## Requirement
Copy every record exactly as it stands. Leave the pictures out.

*** Opening Material provided ***

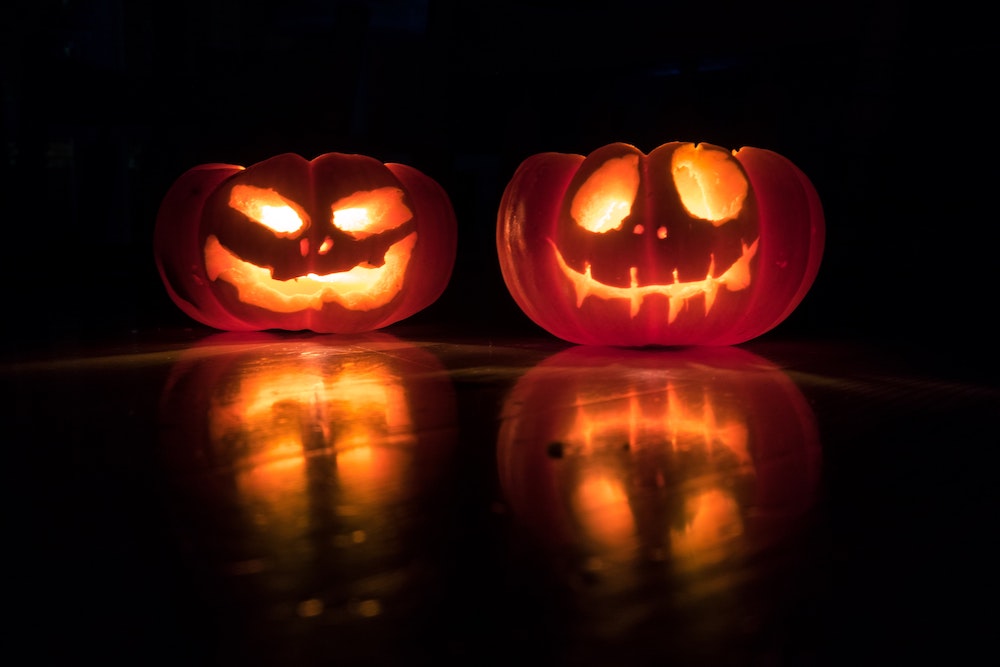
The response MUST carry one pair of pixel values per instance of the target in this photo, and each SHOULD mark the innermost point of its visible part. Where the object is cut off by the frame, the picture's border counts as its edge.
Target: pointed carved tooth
(582, 286)
(635, 302)
(711, 291)
(675, 308)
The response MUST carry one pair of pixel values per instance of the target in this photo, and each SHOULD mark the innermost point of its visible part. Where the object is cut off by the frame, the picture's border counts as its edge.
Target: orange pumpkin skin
(354, 244)
(646, 269)
(664, 428)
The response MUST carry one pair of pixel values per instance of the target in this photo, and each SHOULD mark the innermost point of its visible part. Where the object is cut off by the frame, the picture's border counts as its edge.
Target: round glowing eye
(710, 183)
(605, 199)
(268, 208)
(371, 212)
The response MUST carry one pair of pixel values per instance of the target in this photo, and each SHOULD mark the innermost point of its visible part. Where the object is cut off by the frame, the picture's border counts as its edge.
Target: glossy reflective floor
(399, 498)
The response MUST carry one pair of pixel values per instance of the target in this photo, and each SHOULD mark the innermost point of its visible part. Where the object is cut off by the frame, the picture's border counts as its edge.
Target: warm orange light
(735, 278)
(604, 201)
(712, 522)
(361, 288)
(268, 208)
(370, 212)
(710, 183)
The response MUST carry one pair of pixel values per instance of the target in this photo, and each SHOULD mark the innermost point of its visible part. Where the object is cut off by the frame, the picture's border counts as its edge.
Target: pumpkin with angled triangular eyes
(688, 245)
(339, 244)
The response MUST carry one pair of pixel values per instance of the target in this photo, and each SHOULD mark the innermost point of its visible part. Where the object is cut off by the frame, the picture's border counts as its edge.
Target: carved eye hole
(268, 208)
(370, 212)
(605, 199)
(710, 183)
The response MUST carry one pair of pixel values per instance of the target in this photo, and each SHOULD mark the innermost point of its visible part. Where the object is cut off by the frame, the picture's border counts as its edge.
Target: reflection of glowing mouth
(735, 278)
(361, 288)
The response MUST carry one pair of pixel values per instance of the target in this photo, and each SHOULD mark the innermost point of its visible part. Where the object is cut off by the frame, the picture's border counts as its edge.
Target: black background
(887, 107)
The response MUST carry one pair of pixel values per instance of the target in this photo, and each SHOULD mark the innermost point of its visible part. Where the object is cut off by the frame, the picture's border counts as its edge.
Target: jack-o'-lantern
(688, 245)
(306, 471)
(685, 463)
(339, 244)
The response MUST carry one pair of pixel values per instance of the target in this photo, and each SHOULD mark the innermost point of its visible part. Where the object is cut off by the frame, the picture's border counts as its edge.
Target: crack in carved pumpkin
(736, 277)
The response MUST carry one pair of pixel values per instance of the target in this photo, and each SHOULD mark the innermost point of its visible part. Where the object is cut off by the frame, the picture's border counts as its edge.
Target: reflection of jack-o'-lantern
(688, 458)
(309, 465)
(689, 245)
(339, 244)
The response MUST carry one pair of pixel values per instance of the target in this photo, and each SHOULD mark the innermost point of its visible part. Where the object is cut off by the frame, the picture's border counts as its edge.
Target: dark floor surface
(186, 498)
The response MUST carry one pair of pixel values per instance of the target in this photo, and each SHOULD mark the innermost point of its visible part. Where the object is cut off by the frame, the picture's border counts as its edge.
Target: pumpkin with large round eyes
(688, 245)
(339, 244)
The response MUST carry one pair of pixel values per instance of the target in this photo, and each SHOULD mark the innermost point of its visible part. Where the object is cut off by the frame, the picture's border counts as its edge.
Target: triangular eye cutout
(268, 208)
(605, 199)
(710, 182)
(370, 212)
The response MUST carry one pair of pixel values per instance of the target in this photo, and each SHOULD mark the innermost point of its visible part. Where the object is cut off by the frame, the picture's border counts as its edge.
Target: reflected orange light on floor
(602, 505)
(713, 520)
(673, 456)
(303, 454)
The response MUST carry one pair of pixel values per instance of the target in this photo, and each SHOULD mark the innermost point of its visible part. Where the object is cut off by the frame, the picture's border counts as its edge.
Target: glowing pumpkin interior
(373, 276)
(711, 187)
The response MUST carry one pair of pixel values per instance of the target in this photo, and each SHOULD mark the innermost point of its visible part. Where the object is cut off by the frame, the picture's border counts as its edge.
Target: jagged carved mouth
(361, 288)
(735, 278)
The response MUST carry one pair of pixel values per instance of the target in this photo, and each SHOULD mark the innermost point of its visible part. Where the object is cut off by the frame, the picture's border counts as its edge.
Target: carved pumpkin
(311, 466)
(339, 244)
(689, 245)
(615, 458)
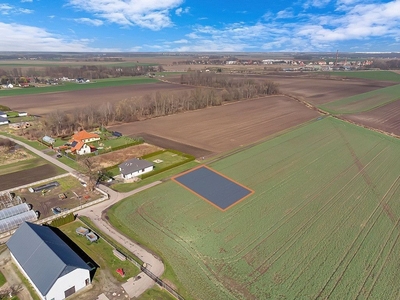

*** Closing Material provided ***

## Exercise answer
The response MUST carry one pair of pixel values per instance of the target in this photo, and each SHOULD mark the innermost point of its visible part. Where the object is cut off by the frame, the picture's border counts as its edge.
Target: pointed carved tooth
(582, 286)
(635, 302)
(711, 291)
(675, 308)
The response MUST carry one pair of pixel values per instance of the target in this photo, and each SHOULD mark the innermost point of its visible part. Where the object is cut off by the frame, the picture's border counts as its edge.
Target: orange pumpkin skin
(354, 244)
(646, 269)
(664, 428)
The response MUST carry one pair of pixel values per instance of the target in this photo, and each SHOULD mark the innermost point of its visible part. Where the object is cut off by the frame, the picture's border counts as its edge.
Target: round glowing eye
(710, 183)
(605, 199)
(268, 208)
(371, 212)
The response MUST carry one pair of pixel values per instance of the target in this photo, and each SHOULD mark the innermost point of its visible part. Where the object is cut off by the frame, the picture's border counts as its edge.
Target: glossy reflective floor
(399, 498)
The response MUST carry one pair of pixel values per instance of the target in this photo, and each SHOULD mark the innermost point of its visible part. Where the object is cut off by the frame, the picture's border counts as its edge.
Target: warm orange light
(735, 278)
(604, 201)
(712, 522)
(361, 288)
(268, 208)
(370, 212)
(710, 183)
The response MUST carry one pair of pixel values per instance of the target in this photo, and each SHOULD mark the innermost point of its visible part. Where the object is cut off by the frame, the picture's border counts as its edge.
Target: pumpkin with angled triangular eyes
(688, 245)
(339, 244)
The response MUST carry one pair of pixel values per instance of the target in this photo, and each SHOULD mark the innermost point of its visible part. Where the object is cut off by the frame, the picture's border counts as its edge.
Target: carved eye hole
(268, 208)
(370, 212)
(605, 199)
(710, 183)
The response MUST carry one pair of pixel values per instance of the target in this photo, and each SHOULD mark the innermost point of its visible part. Where the object is cut off by the frame, the picture's border counts as its edge.
Target: reflection of glowing mouth
(735, 278)
(361, 288)
The response MUST carry one pair of pixel values per instance of the target in this photo, and each SHOULD mark the innermost point of its visible part. Where the object is cut off by the frame, the picture's border counts as its edge.
Target: black background
(887, 107)
The response MUST carry one pair of pixel values per instance of the target in this photo, and each SHOULD mark the innermost point of its visible part. Where the object is cut off by the frame, the picture's border counts as its edge.
Target: jack-o'-lantern
(688, 245)
(306, 471)
(685, 463)
(339, 244)
The response MUST carry one pair of pixel values per instance of the target in this photo, and each SHOULD mark the innermost point of its visible part. Where the object is cut off by the frame, the picture's border counts as its edge.
Target: crack in carved pumpkin
(736, 277)
The response MUST carry one pair of pixel values per instance of the target in this photo, and each SHOULD mark the innermost point of its visible part. Where the object is cut off by the frame, the picture's border counts as its edge.
Target: reflection of jack-o'-lantern
(688, 458)
(309, 465)
(689, 245)
(339, 244)
The response MUST carry one pair of pixel values per instance of the target in this photo, and each SHOULD mark the innermost point of its visible part. Where the object is cut off by the frame, the picture's border counts as its edge.
Target: dark floor surface
(186, 498)
The response MUST carry one pair of pixel values per instance of the target in this photo, and each SHOULD mark the innermost point of its visible part. Where the object is cut off by the frame, the picture's border counts as its edge.
Target: pumpkin with large round eyes
(688, 245)
(339, 244)
The response MUST carry one pair of pixel values per instance of the target in this photo, and each SHOULD mark the innermost point of its visible part. Where the object is cut off by the frame, the picture's border counts as its edge.
Target: triangular eye cutout
(268, 208)
(605, 199)
(710, 182)
(370, 212)
The response MUST carry one pair of pixel values per instance of the target in this photo, and each SHOULD mark the innermost point of its visible part. Where the object is cut off by the frame, the picture's border counts as its edge.
Target: reflected orange light on floor
(602, 505)
(713, 520)
(673, 456)
(303, 454)
The response MUST carry one pair of pixel values per instance of the target in this photo, and each SHOULD mark the innermost point of its visible part. Where the object is cut off by the frame, the picture's border counts as its edge.
Target: glowing pumpkin interior
(373, 276)
(711, 187)
The response MUST carry one pair of pixel values per instance of the target in this photo, and each SHOULD mark the innermost point of its visible part. Where the object is cut off by the frame, the picture's border counts as its edge.
Target: jagged carved mouth
(361, 288)
(735, 278)
The response MUST carry one pair of pixel values per instance of the target in this photo, and each SHOULD mark the innermost point of its visible part. Where the object is cut off by the frame, the picture's border counts as its edge.
Target: carved pumpkin
(311, 466)
(339, 244)
(689, 245)
(615, 458)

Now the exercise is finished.